● Task brief
Copy all of the records below verbatim.

● Exercise materials
>>>

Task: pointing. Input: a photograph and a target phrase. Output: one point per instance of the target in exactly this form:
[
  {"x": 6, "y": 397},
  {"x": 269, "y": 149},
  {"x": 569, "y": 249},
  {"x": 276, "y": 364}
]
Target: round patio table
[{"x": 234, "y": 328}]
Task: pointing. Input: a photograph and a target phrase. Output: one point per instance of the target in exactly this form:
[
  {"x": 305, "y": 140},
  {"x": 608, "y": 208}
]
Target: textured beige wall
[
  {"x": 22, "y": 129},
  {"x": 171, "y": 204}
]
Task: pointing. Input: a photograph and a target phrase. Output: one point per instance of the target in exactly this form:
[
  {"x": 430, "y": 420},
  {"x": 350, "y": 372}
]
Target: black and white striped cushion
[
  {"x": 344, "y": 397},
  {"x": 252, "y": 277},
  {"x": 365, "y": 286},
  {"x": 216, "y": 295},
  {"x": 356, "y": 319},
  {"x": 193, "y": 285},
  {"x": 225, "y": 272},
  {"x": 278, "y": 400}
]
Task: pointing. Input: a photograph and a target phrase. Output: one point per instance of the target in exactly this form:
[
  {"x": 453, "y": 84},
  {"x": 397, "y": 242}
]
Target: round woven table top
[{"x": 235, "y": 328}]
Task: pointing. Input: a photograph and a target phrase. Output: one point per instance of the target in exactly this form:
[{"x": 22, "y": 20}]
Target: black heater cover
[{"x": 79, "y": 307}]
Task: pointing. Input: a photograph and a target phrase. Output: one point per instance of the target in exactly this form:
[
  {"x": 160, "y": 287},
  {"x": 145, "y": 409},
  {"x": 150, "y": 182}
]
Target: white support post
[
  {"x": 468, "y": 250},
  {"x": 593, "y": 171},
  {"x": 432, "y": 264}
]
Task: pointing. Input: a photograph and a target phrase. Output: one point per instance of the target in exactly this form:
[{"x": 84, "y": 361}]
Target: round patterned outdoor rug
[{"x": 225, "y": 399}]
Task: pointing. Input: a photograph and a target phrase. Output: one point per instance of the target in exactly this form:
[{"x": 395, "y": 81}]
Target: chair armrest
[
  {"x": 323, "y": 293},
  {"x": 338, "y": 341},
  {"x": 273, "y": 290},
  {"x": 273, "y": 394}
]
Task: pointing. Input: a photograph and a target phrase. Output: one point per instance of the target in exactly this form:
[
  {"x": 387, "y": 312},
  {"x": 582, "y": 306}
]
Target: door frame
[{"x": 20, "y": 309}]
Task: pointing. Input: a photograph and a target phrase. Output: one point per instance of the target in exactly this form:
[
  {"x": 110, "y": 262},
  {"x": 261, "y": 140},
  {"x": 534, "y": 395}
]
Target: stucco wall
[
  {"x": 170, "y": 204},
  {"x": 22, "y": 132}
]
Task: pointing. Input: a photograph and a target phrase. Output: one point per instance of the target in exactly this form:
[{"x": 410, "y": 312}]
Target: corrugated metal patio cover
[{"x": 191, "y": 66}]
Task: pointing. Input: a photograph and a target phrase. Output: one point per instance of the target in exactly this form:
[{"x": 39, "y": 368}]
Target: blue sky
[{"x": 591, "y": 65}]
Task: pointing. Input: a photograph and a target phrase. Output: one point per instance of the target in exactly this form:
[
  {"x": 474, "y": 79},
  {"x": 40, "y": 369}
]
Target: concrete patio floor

<<<

● Exercise result
Task: pointing. Input: a photograph and a target phrase. Output: one point per instance of the target in exactly this form:
[
  {"x": 6, "y": 397},
  {"x": 269, "y": 149},
  {"x": 569, "y": 249},
  {"x": 276, "y": 364}
]
Target: round patio table
[{"x": 234, "y": 328}]
Task: pointing. Input: a photograph and a target phrase. Output: one point per instance of the target in exactly this form:
[
  {"x": 305, "y": 140},
  {"x": 608, "y": 208}
]
Target: textured beige wall
[
  {"x": 22, "y": 129},
  {"x": 171, "y": 204}
]
Task: pointing. Input: a photograph and a target phrase. Output: one point per instance of the target in exactly this form:
[
  {"x": 430, "y": 420},
  {"x": 350, "y": 372}
]
Target: black and white striped cushion
[
  {"x": 344, "y": 397},
  {"x": 252, "y": 277},
  {"x": 365, "y": 286},
  {"x": 216, "y": 295},
  {"x": 356, "y": 319},
  {"x": 193, "y": 285},
  {"x": 225, "y": 272},
  {"x": 278, "y": 400}
]
Task: pointing. Input: a photograph and a target phrase. Output: one point per instance of the target in exactly this form:
[
  {"x": 453, "y": 84},
  {"x": 397, "y": 242}
]
Target: round woven table top
[{"x": 235, "y": 328}]
Task: pointing. Input: a photograph and a target phrase. Output: one point per instance of the target in exactly this form:
[{"x": 22, "y": 20}]
Target: black heater cover
[{"x": 79, "y": 307}]
Task: pointing. Input: a photograph and a target phrase. Output: one point per instance of the target in exactly this form:
[
  {"x": 160, "y": 287},
  {"x": 145, "y": 409},
  {"x": 150, "y": 182}
]
Target: white support post
[
  {"x": 468, "y": 250},
  {"x": 593, "y": 171},
  {"x": 432, "y": 264}
]
Task: pointing. Input: a photograph and a target phrase. Output: one point per instance of the target in exactly this form:
[{"x": 84, "y": 361}]
Target: round patterned outdoor rug
[{"x": 225, "y": 399}]
Task: pointing. Input: a photograph and a target phrase. Output: one point per instance of the target in exactly this form:
[{"x": 395, "y": 81}]
Target: chair armrest
[
  {"x": 323, "y": 293},
  {"x": 338, "y": 341},
  {"x": 273, "y": 290},
  {"x": 273, "y": 394}
]
Task: pointing. Input: a photograph and a target phrase. Output: one point per instance of the target in exactly this form:
[
  {"x": 387, "y": 312},
  {"x": 582, "y": 306}
]
Target: door frame
[{"x": 20, "y": 309}]
Task: pointing. Input: a photograph and a target phrase. Output: one point per instance of the target in exactly this form:
[
  {"x": 110, "y": 262},
  {"x": 261, "y": 140},
  {"x": 534, "y": 395}
]
Target: stucco wall
[
  {"x": 170, "y": 204},
  {"x": 22, "y": 132}
]
Task: pointing. Input: a photograph and a target phrase. Output: one point per instance of the target in exactly this form:
[{"x": 410, "y": 312}]
Target: corrugated metal patio cover
[{"x": 191, "y": 66}]
Task: pointing. Input: a photograph and a target phrase. Output: one point per instance of the target in exactly this form:
[{"x": 39, "y": 368}]
Target: blue sky
[{"x": 591, "y": 65}]
Task: pointing. Input: a photograph and a target phrase. Output: one point per instance of the target in exactly this form:
[
  {"x": 474, "y": 79},
  {"x": 40, "y": 369}
]
Target: concrete patio floor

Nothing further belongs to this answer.